** Opening Recorded data block **
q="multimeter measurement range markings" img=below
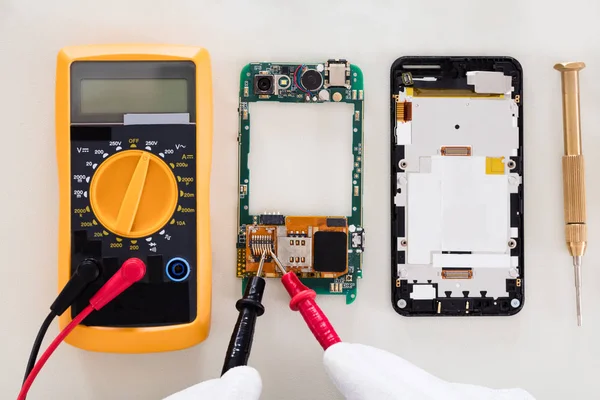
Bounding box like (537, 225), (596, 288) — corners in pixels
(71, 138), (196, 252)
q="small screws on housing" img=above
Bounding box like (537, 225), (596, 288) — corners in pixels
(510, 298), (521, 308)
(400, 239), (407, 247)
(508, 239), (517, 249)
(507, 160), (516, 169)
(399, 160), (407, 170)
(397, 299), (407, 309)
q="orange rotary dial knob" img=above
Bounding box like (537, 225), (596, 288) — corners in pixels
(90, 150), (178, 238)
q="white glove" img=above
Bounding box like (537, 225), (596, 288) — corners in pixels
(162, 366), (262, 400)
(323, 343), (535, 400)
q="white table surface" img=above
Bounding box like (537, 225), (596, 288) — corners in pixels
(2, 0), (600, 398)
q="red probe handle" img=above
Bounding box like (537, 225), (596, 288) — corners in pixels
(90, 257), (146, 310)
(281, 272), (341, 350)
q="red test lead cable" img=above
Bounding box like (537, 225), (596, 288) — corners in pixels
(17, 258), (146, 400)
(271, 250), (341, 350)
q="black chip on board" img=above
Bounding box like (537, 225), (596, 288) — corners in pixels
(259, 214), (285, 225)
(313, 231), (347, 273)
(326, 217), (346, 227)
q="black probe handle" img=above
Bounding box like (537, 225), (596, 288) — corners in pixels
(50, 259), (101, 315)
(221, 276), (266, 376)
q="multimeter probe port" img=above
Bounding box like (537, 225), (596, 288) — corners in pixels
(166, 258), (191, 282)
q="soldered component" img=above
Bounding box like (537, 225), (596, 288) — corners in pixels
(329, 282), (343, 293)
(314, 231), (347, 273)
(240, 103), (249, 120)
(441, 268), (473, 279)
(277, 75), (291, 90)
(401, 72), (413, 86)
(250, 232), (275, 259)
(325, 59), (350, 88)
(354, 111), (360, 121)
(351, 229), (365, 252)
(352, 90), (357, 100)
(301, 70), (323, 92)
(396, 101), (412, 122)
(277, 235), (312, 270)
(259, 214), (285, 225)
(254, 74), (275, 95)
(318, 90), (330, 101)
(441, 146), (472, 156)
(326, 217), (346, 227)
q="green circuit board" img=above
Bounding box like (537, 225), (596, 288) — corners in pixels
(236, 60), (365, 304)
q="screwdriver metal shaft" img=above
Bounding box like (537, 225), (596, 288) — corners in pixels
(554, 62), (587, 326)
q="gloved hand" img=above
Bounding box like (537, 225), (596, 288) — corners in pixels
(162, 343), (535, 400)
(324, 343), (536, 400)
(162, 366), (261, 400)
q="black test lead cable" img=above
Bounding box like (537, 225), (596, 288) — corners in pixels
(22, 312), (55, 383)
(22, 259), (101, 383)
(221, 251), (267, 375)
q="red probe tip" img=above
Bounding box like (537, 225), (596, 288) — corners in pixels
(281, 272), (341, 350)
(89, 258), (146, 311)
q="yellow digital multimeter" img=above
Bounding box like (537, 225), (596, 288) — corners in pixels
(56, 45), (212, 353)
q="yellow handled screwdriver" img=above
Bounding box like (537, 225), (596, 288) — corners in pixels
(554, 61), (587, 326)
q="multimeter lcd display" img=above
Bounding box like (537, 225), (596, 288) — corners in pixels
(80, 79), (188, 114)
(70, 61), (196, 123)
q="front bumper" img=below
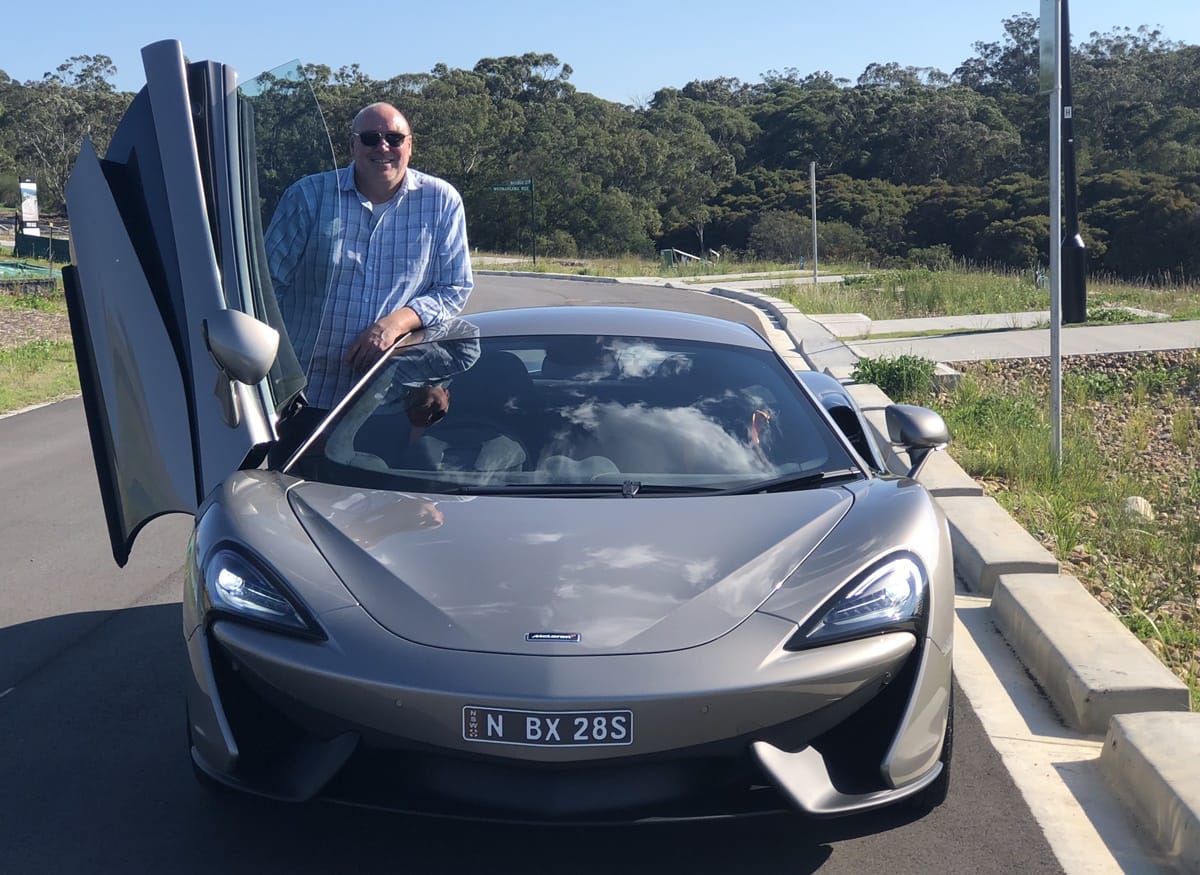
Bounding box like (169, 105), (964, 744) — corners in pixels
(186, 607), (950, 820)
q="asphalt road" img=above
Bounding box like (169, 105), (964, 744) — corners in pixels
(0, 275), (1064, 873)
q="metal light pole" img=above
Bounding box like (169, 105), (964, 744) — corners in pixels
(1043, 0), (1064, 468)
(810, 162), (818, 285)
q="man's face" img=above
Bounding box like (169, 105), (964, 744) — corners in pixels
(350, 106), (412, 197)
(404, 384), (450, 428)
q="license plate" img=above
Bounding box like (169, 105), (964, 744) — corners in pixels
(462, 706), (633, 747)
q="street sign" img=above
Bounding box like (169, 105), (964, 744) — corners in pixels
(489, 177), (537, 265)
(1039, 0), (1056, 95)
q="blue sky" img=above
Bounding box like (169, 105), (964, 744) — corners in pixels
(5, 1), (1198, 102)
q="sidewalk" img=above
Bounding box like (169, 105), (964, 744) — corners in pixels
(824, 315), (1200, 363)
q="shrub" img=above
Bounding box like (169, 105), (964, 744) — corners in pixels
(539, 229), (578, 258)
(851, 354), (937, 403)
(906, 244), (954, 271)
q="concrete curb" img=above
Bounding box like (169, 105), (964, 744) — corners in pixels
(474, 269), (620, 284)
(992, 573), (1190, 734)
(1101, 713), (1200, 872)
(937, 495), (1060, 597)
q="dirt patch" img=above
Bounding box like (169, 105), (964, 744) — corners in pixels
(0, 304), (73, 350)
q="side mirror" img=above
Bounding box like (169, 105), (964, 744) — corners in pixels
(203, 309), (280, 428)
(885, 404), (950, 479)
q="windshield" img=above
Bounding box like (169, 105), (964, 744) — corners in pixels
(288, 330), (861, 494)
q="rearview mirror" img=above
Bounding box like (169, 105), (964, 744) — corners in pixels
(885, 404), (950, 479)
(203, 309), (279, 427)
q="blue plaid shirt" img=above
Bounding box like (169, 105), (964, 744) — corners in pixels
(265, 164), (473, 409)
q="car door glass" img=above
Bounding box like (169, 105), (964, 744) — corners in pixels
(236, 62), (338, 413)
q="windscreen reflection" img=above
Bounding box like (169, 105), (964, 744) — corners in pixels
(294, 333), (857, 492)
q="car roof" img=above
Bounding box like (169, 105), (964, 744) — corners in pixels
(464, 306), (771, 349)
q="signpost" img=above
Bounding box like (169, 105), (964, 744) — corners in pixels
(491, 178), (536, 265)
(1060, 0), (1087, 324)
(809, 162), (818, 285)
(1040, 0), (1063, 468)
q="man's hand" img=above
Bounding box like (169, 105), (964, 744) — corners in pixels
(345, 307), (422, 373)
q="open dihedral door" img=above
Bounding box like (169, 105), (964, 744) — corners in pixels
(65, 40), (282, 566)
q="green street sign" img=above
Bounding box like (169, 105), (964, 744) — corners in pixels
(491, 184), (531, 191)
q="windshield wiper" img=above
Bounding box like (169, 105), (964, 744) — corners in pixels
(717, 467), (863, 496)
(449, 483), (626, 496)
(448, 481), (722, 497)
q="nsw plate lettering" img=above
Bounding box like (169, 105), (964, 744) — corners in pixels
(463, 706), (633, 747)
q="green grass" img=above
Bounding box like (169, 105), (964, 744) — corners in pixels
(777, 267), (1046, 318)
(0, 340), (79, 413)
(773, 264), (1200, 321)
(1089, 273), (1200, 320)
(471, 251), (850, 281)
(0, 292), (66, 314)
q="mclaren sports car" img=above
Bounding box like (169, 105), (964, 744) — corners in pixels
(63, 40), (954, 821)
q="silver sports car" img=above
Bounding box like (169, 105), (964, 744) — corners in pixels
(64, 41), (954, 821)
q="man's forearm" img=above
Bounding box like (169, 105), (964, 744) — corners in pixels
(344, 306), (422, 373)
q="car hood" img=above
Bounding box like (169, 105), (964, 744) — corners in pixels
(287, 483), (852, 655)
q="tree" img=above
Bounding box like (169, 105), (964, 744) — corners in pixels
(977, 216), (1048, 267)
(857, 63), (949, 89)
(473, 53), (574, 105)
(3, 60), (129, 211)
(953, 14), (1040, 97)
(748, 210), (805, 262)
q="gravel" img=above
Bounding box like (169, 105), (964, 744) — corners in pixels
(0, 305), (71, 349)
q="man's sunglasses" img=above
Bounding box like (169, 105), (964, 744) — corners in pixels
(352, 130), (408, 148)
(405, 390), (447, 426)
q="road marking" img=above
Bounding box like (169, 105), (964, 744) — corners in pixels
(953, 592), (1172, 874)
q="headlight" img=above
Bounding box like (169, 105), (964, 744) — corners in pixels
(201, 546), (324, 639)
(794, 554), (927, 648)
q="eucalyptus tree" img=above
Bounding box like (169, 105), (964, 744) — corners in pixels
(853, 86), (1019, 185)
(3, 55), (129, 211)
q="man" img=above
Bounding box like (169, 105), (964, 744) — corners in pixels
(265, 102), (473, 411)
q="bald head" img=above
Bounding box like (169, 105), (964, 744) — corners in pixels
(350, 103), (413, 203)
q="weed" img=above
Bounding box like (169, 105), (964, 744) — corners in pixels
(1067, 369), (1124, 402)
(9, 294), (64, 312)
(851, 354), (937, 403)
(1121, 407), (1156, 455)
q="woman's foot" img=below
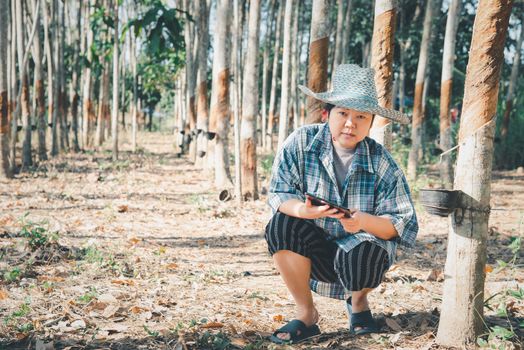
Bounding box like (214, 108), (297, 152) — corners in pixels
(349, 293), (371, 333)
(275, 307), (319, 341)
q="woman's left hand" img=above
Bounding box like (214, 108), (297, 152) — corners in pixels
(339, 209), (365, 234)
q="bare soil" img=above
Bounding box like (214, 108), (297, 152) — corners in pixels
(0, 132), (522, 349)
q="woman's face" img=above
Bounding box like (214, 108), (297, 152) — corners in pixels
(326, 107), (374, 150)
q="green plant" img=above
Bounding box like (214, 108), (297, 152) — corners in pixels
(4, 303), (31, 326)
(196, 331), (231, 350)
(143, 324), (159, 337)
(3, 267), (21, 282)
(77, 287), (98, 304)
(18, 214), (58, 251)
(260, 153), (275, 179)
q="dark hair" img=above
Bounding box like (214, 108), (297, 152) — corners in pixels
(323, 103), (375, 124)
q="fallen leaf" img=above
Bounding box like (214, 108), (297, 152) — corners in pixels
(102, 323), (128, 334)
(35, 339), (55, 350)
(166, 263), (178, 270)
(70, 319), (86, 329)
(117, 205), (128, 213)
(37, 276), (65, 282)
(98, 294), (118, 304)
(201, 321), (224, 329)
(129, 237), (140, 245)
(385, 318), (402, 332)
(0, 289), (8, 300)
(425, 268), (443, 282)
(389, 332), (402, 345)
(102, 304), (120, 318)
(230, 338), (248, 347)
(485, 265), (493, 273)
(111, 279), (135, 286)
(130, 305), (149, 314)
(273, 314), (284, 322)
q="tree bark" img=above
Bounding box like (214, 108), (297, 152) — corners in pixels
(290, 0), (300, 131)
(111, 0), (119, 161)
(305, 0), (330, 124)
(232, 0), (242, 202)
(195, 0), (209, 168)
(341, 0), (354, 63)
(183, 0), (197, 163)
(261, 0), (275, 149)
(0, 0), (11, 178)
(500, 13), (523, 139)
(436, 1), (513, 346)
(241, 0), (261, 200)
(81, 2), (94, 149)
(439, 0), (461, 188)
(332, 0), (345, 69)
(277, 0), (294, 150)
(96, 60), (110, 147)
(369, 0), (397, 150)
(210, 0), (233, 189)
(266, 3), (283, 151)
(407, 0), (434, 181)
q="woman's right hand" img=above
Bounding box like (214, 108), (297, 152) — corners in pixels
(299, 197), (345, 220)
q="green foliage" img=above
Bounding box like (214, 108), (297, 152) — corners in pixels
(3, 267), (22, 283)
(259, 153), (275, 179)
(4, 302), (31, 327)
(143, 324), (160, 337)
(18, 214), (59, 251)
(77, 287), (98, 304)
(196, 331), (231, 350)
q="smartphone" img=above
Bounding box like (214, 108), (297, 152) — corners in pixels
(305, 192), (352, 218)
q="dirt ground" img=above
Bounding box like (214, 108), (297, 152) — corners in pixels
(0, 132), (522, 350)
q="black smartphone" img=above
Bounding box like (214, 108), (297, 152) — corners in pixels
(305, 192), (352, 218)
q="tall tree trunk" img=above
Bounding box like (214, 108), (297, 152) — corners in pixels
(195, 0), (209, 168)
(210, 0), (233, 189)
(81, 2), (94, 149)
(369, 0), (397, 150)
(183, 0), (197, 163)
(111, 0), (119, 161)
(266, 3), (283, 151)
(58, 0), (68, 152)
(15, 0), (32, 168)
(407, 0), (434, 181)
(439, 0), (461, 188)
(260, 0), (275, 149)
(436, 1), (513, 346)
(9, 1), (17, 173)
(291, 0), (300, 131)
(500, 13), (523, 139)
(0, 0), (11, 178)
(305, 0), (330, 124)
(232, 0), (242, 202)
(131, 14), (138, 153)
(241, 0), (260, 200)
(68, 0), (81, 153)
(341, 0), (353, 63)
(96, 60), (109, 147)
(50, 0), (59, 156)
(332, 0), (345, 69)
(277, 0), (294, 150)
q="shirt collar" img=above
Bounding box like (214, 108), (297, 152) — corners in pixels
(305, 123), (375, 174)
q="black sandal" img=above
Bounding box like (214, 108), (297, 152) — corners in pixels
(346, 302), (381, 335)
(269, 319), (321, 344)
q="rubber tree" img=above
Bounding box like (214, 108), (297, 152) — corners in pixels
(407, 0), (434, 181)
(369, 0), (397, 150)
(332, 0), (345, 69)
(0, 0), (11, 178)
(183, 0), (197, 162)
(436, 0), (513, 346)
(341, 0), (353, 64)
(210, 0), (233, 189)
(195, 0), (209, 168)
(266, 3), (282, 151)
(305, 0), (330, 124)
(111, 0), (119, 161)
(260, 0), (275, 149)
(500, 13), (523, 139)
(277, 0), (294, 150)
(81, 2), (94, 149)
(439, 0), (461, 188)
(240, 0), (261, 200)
** Closing Recorded data block **
**What you need to do:** Which lines of the data include "smartphone"? Copy each of them.

**Answer for the task:**
q="smartphone" img=above
q="black smartphone" img=above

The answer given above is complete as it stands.